*Task goal*. Write out the material below verbatim, keeping every line in its original order.

(Position annotation records)
☆ ☆ ☆ ☆
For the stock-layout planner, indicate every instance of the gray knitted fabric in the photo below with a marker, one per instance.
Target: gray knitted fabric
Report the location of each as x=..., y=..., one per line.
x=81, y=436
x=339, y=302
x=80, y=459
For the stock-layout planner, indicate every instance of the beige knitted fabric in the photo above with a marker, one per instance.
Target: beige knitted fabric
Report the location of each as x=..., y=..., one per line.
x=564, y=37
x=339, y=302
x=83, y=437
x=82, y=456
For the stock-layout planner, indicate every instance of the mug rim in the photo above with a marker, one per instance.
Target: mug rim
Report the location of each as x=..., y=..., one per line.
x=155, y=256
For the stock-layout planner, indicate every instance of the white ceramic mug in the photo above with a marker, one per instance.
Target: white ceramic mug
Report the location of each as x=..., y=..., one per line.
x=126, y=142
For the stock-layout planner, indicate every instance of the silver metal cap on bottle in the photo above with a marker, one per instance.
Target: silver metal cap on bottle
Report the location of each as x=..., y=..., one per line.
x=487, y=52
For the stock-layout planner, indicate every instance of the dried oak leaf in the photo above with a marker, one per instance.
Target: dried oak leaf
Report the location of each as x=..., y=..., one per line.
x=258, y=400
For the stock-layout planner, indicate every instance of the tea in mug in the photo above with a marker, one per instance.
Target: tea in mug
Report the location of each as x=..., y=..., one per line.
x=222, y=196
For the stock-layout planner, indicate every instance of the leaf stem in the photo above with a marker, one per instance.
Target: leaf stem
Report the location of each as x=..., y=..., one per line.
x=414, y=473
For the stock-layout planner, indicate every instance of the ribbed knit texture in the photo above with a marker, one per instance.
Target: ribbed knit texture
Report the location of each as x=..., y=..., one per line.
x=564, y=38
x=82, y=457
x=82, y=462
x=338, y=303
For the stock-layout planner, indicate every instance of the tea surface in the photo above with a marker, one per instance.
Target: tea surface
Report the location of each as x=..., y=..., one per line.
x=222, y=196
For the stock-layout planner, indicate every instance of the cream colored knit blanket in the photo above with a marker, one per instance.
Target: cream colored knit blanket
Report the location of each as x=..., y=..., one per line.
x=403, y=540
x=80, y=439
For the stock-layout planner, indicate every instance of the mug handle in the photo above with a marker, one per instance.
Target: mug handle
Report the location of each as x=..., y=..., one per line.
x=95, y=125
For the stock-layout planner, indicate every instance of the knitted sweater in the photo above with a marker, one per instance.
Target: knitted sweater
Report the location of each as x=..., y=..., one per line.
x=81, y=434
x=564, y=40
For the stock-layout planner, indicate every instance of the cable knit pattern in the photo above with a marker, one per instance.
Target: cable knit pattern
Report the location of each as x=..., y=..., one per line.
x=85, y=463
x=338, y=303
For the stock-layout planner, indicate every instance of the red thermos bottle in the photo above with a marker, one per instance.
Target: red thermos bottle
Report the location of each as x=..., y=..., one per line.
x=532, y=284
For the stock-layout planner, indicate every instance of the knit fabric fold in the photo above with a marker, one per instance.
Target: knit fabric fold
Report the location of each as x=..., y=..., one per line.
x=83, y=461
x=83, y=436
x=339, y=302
☆ ☆ ☆ ☆
*The completed task*.
For the stock-layout planner, indicate every instance of the gray knitted fabric in the photo below with a marker, one per instance.
Target: gray knitted fabric
Report the location of each as x=..., y=..., one per line.
x=81, y=436
x=339, y=302
x=80, y=459
For the stock-layout planner, indicate every instance of the beige knitted fabric in the photo above with a marker, one per instance.
Target: beige knitted fabric
Report the location of each as x=..., y=..., one per line.
x=564, y=37
x=339, y=302
x=83, y=437
x=82, y=456
For the stock-layout planner, indicate every instance of the mug rim in the photo above with a marker, one per instance.
Target: mug rim
Report the location of each as x=..., y=..., one per line.
x=155, y=256
For the stock-layout planner, indicate every instance of the white ceramic mug in the photo above with a marker, one per instance.
Target: white ceramic mug
Report the location of each as x=..., y=..., one per line.
x=126, y=142
For the stock-layout planner, indicate every instance of the silver metal cap on bottle in the photo above with a marker, one per instance.
Target: silver metal cap on bottle
Report the location of each as x=..., y=..., one per line.
x=487, y=52
For the stock-layout planner, indicate every instance of the dried oak leaf in the photo above with a marker, one per instance.
Target: dried oak leaf
Report the location of each as x=..., y=..., one per line.
x=258, y=400
For the stock-layout planner, indicate every instance of the tea in mug in the photo above with a marker, one per instance.
Target: tea in mug
Report the location of each as x=..., y=..., one per line.
x=222, y=196
For the stock-layout planner, indicate every instance of the leaf stem in the photo above with a marker, one per instance.
Target: leaf stem
Report the location of each as x=..., y=..., one per line.
x=414, y=473
For the stock-layout planner, indicate every instance of the ribbed knit texture in the photo above with a marker, one per instance.
Target: ribbed knit texture
Report the location of each as x=..., y=..., one per line.
x=564, y=38
x=82, y=457
x=82, y=462
x=338, y=303
For the stock-layout planner, indicate every instance of the tea surface in the photo above with a marker, one per instance.
Target: tea surface
Report the location of each as x=..., y=..., one per line.
x=222, y=196
For the stock-layout planner, indicate every instance of the cream colored knit blanket in the photo above with a marker, one per instance.
Target: cream colored knit blanket
Report the location of each as x=..., y=..., one per line.
x=403, y=540
x=80, y=439
For the stock-layout planner, indicate every instance of the mug handle in the photo above with a marker, one per instance.
Target: mug handle
Report the location of each as x=..., y=..., one per line.
x=95, y=125
For the stock-layout planner, indicate every instance of the knitted sweater in the photo above with a marker, one per instance.
Target: knitted sweater
Report the location of each as x=..., y=..., one per line.
x=81, y=434
x=564, y=40
For the stock-layout planner, indicate every instance of the cable knit pattern in the photo above with a marker, one per instance.
Target: cable knit pattern
Report the location of each as x=..., y=..., one per line.
x=85, y=463
x=338, y=303
For the stock-layout planner, indicate every instance of the red thermos bottle in the photo above with a marker, one per instance.
Target: red thermos bottle
Report the location of each as x=..., y=..., one per line.
x=532, y=284
For the stock-layout planner, indicate every instance of the knit fabric fold in the photo above with a marker, one per instance.
Target: knit fabric fold
Report the location of each as x=..., y=..., one per line.
x=83, y=461
x=83, y=436
x=339, y=302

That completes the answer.